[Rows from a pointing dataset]
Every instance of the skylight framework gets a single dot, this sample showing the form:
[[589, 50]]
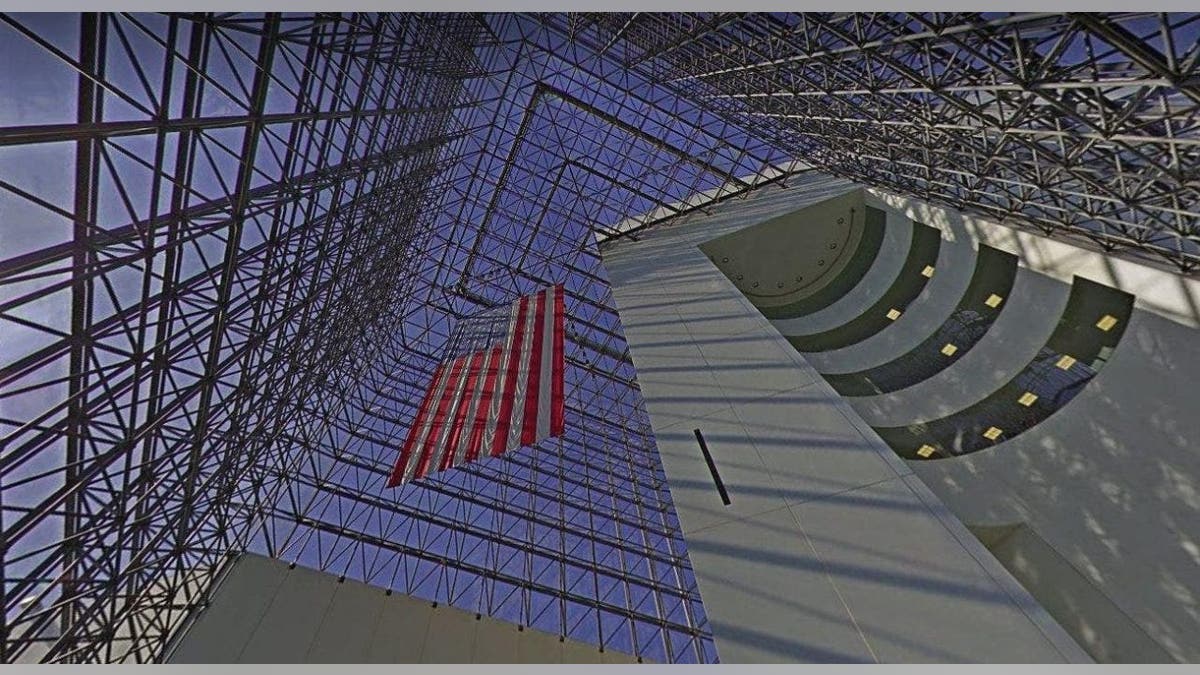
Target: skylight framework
[[234, 246], [1078, 125]]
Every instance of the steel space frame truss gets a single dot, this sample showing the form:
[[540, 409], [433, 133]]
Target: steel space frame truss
[[1079, 125], [234, 246]]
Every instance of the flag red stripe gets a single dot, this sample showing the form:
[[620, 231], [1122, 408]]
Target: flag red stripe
[[397, 472], [485, 404], [508, 392], [557, 417], [533, 388], [468, 393], [439, 418]]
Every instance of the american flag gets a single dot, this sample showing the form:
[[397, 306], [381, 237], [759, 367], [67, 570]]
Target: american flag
[[498, 388]]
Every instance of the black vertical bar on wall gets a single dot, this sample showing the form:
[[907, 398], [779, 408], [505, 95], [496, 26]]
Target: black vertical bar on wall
[[712, 467]]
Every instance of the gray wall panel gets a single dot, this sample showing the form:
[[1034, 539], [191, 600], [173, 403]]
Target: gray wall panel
[[265, 613], [893, 252], [1110, 482], [780, 440]]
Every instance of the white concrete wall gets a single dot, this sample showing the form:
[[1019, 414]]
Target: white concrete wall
[[831, 549], [264, 611]]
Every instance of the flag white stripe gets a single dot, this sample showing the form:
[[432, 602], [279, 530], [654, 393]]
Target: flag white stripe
[[439, 444], [522, 387], [414, 459], [473, 411], [547, 366], [493, 413]]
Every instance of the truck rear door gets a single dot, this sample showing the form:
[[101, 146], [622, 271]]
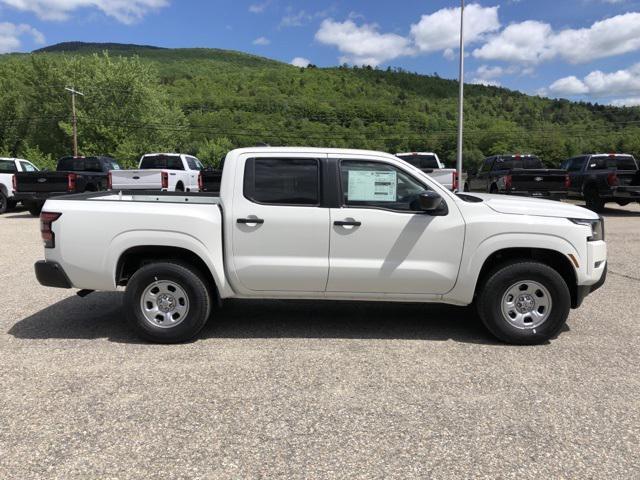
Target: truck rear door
[[280, 232]]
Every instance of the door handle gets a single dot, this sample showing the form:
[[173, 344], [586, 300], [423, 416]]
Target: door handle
[[349, 223], [250, 221]]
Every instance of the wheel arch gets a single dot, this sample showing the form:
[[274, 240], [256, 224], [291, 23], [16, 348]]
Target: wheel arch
[[552, 258], [134, 258]]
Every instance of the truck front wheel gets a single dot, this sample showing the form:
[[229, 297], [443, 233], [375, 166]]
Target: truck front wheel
[[167, 302], [524, 303]]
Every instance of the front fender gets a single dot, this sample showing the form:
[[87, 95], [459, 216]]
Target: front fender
[[475, 258]]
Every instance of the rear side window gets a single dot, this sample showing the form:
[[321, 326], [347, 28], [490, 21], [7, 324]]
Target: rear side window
[[7, 166], [276, 181], [162, 162]]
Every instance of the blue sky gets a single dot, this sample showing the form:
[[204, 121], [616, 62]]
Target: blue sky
[[578, 49]]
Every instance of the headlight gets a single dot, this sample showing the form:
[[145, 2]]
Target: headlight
[[597, 227]]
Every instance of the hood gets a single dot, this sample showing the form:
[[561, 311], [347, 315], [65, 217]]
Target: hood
[[534, 206]]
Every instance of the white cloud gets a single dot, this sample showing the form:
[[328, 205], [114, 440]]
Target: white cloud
[[125, 11], [362, 44], [626, 102], [600, 84], [533, 42], [10, 34], [441, 30], [262, 41], [300, 62], [569, 86]]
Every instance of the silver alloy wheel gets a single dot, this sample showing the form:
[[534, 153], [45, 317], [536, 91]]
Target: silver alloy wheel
[[526, 305], [164, 304]]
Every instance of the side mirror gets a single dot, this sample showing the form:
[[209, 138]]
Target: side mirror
[[429, 201]]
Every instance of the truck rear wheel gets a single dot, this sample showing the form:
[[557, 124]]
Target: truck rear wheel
[[524, 303], [167, 302]]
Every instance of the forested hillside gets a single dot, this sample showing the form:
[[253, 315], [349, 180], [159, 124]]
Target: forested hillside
[[206, 101]]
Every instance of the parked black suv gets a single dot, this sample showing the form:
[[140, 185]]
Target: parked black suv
[[72, 175], [523, 175], [602, 178]]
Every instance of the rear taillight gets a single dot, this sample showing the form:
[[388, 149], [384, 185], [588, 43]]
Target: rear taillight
[[508, 182], [46, 221], [72, 180]]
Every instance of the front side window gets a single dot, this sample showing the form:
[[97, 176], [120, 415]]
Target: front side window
[[283, 181], [379, 185], [27, 167], [7, 166], [194, 164]]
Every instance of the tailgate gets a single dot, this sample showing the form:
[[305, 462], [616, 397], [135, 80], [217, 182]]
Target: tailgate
[[41, 182], [136, 179], [543, 180]]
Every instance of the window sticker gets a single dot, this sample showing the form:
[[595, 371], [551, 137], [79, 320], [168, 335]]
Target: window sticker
[[372, 186]]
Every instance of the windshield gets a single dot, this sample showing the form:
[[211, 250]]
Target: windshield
[[421, 160], [612, 162], [158, 162], [7, 166]]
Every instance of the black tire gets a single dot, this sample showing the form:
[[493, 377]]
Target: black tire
[[198, 300], [4, 203], [34, 208], [496, 288], [593, 200]]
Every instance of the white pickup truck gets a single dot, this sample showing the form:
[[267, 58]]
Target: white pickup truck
[[167, 172], [8, 168], [326, 224], [430, 164]]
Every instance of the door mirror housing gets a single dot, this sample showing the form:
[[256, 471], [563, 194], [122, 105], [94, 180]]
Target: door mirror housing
[[429, 201]]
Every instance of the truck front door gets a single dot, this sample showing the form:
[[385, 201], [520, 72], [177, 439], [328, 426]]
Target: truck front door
[[381, 242], [280, 233]]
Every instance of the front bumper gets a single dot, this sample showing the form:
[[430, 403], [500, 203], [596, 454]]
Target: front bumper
[[51, 274], [585, 290]]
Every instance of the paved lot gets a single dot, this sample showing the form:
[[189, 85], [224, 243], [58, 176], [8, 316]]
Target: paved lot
[[306, 390]]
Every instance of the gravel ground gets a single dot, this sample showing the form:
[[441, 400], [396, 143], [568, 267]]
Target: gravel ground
[[308, 390]]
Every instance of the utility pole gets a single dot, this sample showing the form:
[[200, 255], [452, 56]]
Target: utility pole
[[461, 99], [74, 120]]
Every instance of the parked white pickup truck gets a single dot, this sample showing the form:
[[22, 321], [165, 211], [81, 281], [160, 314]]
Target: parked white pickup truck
[[430, 164], [326, 224], [8, 168], [168, 172]]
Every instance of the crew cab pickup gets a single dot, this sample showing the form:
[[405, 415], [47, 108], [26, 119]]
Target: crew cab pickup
[[523, 175], [167, 172], [325, 224], [602, 178], [72, 175], [430, 164], [8, 168]]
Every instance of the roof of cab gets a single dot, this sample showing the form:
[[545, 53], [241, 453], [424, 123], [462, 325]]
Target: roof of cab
[[310, 150]]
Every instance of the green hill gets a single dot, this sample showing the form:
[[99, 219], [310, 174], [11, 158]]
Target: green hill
[[205, 101]]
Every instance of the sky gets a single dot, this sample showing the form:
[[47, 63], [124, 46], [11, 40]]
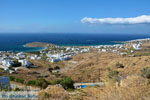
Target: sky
[[75, 16]]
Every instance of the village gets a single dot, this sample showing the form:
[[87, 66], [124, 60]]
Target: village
[[56, 54], [12, 62]]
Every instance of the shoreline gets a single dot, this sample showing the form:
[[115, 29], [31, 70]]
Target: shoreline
[[43, 48]]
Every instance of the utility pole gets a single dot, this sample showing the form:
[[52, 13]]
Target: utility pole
[[99, 74]]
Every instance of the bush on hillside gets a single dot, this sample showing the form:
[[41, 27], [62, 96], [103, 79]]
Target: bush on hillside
[[39, 82], [113, 74], [118, 65], [146, 72]]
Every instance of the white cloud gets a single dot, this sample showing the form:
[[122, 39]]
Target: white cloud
[[144, 19]]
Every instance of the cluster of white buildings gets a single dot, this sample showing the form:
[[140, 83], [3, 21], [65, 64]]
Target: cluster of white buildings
[[61, 56], [136, 46]]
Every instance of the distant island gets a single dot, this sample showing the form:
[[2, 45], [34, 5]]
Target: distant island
[[39, 44]]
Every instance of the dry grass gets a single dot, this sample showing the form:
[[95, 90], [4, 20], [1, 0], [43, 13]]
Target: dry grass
[[53, 93]]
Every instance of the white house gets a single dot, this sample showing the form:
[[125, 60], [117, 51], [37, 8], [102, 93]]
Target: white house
[[5, 82], [7, 62], [24, 63]]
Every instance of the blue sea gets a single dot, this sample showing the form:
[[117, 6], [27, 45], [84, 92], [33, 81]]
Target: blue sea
[[15, 42]]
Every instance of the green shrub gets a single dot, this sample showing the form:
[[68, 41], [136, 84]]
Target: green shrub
[[148, 81], [113, 74], [19, 80], [31, 82], [118, 65], [12, 78], [39, 82], [16, 64], [146, 72]]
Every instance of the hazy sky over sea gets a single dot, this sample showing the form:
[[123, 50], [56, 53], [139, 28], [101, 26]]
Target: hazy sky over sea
[[75, 16]]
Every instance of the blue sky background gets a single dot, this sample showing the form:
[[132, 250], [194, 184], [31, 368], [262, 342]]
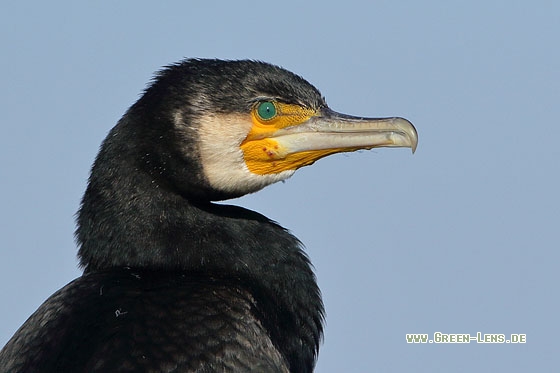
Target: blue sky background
[[461, 237]]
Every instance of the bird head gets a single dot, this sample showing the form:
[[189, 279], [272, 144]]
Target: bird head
[[247, 124]]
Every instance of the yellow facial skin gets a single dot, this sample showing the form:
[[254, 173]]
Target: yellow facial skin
[[296, 136], [266, 155]]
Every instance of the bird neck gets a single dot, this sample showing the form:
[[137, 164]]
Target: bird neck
[[129, 218]]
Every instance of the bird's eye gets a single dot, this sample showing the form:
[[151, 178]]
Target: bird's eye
[[266, 110]]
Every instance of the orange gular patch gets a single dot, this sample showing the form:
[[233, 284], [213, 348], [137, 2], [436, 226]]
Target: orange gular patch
[[265, 155]]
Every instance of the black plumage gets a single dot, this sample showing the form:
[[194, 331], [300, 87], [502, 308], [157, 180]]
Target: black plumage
[[172, 281]]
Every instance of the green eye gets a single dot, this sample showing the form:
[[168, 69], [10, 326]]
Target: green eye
[[266, 110]]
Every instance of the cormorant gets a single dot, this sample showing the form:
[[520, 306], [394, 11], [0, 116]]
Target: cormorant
[[173, 282]]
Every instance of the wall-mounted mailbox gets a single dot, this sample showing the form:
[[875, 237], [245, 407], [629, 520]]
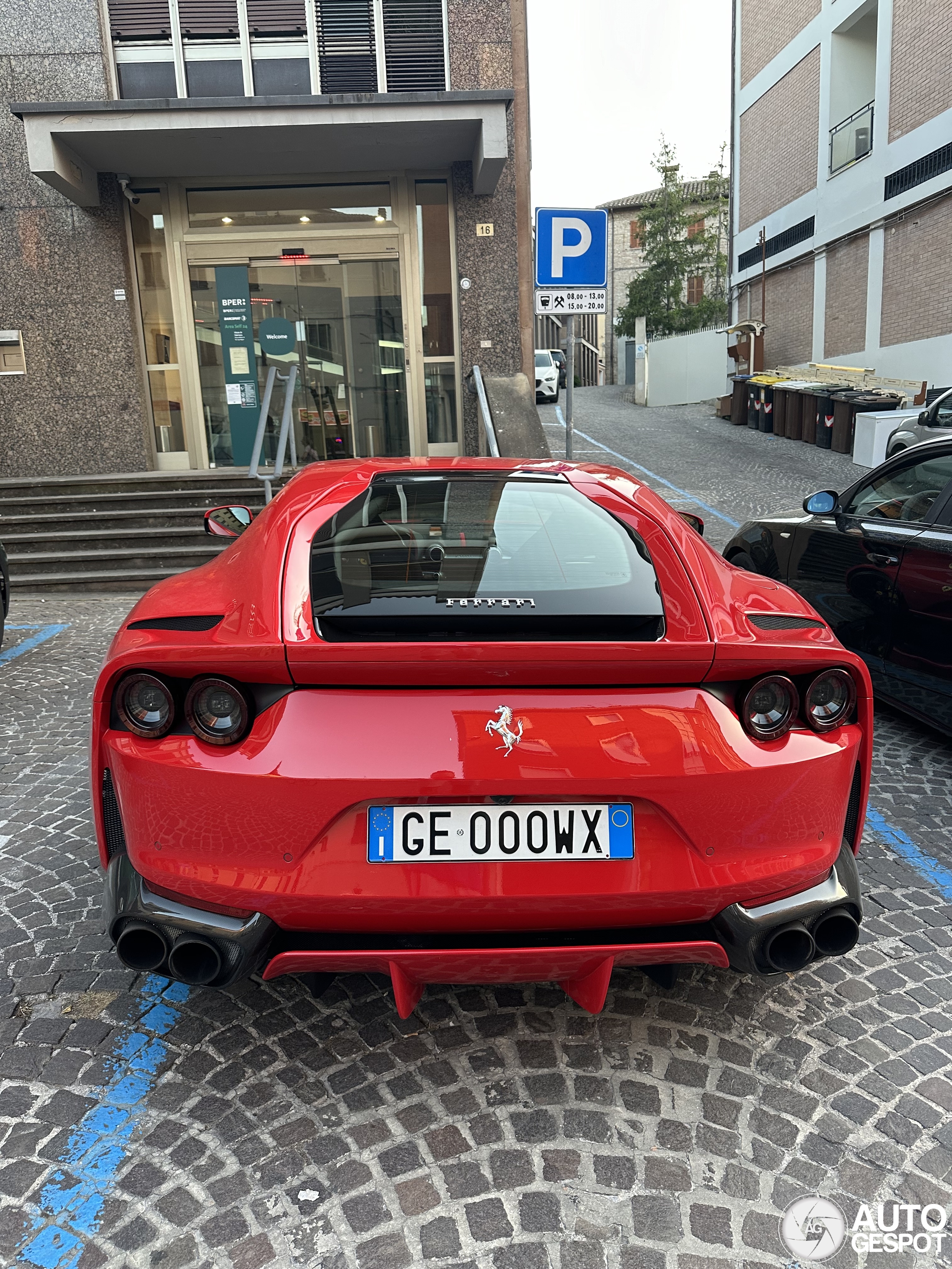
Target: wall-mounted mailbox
[[12, 360]]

- _DIRECTION_
Leave out the pictures, and please output only the lines from the line that contains "Every instance of the orange" through the end of the data, both ends included.

- _OUTPUT OF THE EXERCISE_
Every instance of the orange gular patch gets a single dot, this sample showing the form:
[[233, 284], [213, 348], [137, 2], [436, 226]]
Target: orange gular patch
[[265, 155]]
Every instance of the black plumage gets a single dot, this sample showing the form:
[[194, 331], [300, 87], [502, 308], [157, 180]]
Target: black plumage
[[172, 281]]
Every instance of the green eye gets a single dot, this sample showing the form:
[[168, 69], [10, 326]]
Target: green eye
[[266, 110]]
Every instance of the cormorant gets a single dot, this sample showing the form:
[[520, 306], [394, 11], [0, 116]]
Target: cormorant
[[173, 282]]
Every instance of the wall-mounted mailbox gets a single dot, this sample showing the form:
[[875, 237], [245, 407], [629, 520]]
Target: wall-mounted mailbox
[[12, 360]]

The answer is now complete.